▶ [Task statement]: Retype every one of the items below word for word, leaving out the pictures.

▶ [Data shown]:
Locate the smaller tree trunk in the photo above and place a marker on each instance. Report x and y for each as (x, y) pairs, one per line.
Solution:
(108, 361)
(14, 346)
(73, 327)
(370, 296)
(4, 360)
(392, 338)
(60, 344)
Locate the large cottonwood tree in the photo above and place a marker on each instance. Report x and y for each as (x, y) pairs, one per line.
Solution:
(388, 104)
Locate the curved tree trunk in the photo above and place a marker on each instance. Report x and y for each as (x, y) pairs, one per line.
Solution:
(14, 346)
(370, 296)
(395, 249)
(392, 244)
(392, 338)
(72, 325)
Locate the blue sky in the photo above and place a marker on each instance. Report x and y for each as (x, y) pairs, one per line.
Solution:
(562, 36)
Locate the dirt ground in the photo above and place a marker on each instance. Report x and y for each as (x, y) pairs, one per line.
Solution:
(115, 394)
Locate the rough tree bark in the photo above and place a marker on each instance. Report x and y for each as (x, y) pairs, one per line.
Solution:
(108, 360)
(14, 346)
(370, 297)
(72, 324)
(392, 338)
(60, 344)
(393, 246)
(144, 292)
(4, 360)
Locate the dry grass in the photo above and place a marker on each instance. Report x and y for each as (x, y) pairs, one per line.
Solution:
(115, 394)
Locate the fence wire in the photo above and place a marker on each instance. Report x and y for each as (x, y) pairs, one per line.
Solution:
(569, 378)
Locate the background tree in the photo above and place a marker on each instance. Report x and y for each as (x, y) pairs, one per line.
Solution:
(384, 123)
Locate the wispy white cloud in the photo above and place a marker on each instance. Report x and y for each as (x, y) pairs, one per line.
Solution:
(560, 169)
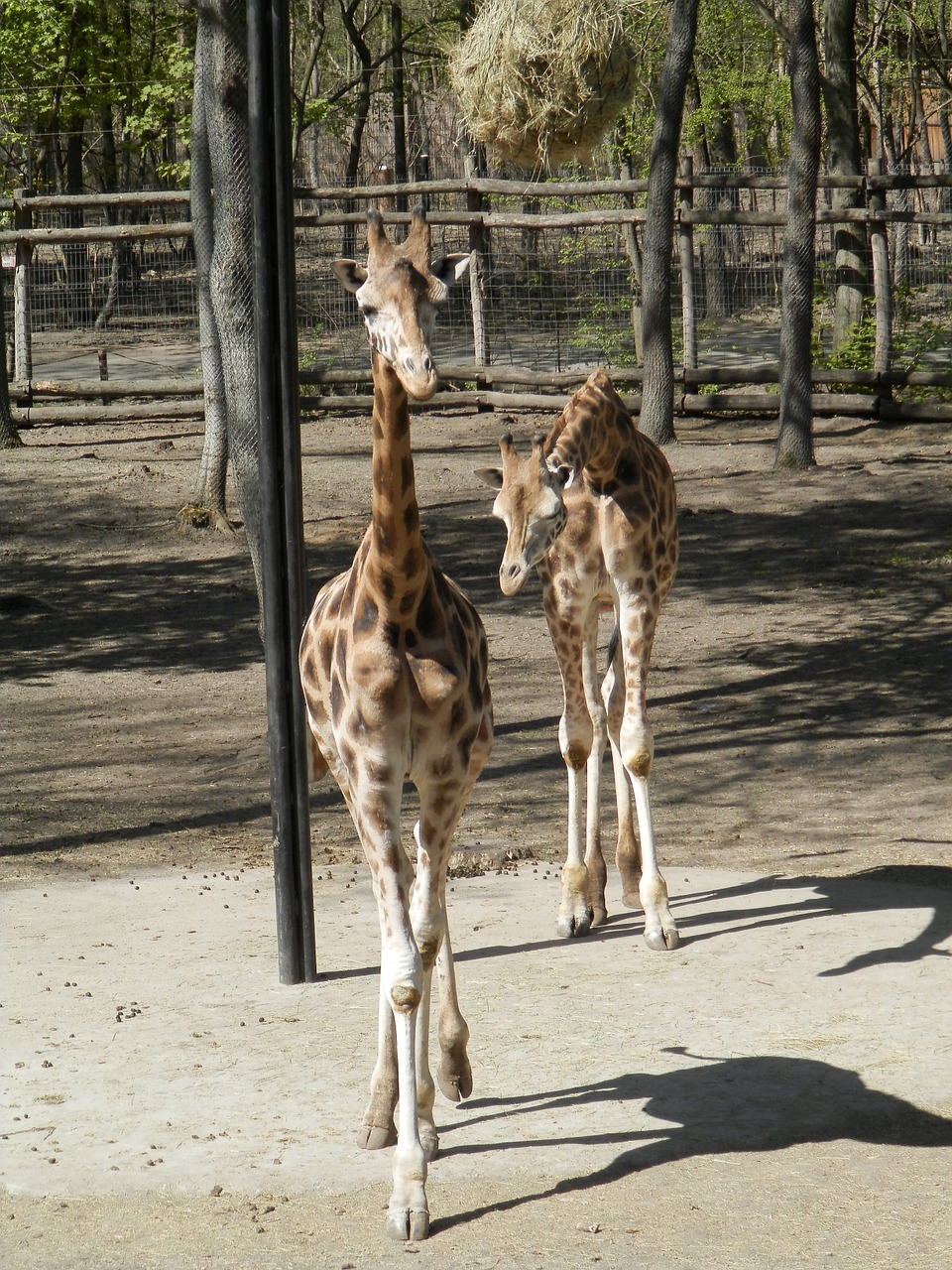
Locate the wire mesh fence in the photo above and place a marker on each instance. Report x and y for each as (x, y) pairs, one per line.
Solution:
(556, 277)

▶ [The result]:
Locate the smaller tree trunk in the photo above and place a marker on each instance. Report x and y for each as (x, y) pairs, one per line.
Solution:
(108, 361)
(14, 346)
(73, 327)
(370, 296)
(4, 360)
(392, 338)
(60, 344)
Locate the large cottonwood tree in the photo above and place a marker on each instance. Report x and y for each as (x, y) pairs, one per line.
Solution:
(388, 104)
Locate the curved tree trunk in the photo above and place a marker on each instance. Report x and y for each as (x, y) pairs, one per line.
Solution:
(14, 346)
(370, 296)
(395, 249)
(392, 244)
(392, 338)
(72, 325)
Locate the blue sky in the photo above and place a marker on each instance. Report x and y for each as (x, y) pairs, one per line.
Solution:
(562, 36)
Locate the dirt ground in the photo above and place a marker on each instance. Report x and y for each as (x, y) pairs, one per line.
Solution:
(115, 394)
Locate the rough tree bark in the photo above and place a marker on each instance. Report x and y for each as (x, y) pairs, one per line.
Solution:
(108, 360)
(14, 346)
(370, 297)
(72, 324)
(392, 338)
(60, 344)
(393, 246)
(144, 292)
(4, 360)
Locate the dry grass in the photo above and place a marker on each instance. Report x and y for each as (x, y) pairs, one per line.
Solution:
(115, 394)
Locate the fence wire in the photo above and place a marker on each instance. Report x and y for each as (x, y) pairs, one per line.
Solution:
(569, 378)
Locate the background tree in the photo above and place a marker on each instance. Report x and y for each as (x, y) pairs, one per line.
Solution:
(384, 123)
Locate the wispy white cloud in the photo above and place a marker on each instance. Report x and y for each as (x, y) pairs, one per line.
Solution:
(560, 169)
Locate the wire mesh fence in the photo above and place a marker on each instance. Report x and y for each as (x, y) pairs, one per line.
Solution:
(556, 277)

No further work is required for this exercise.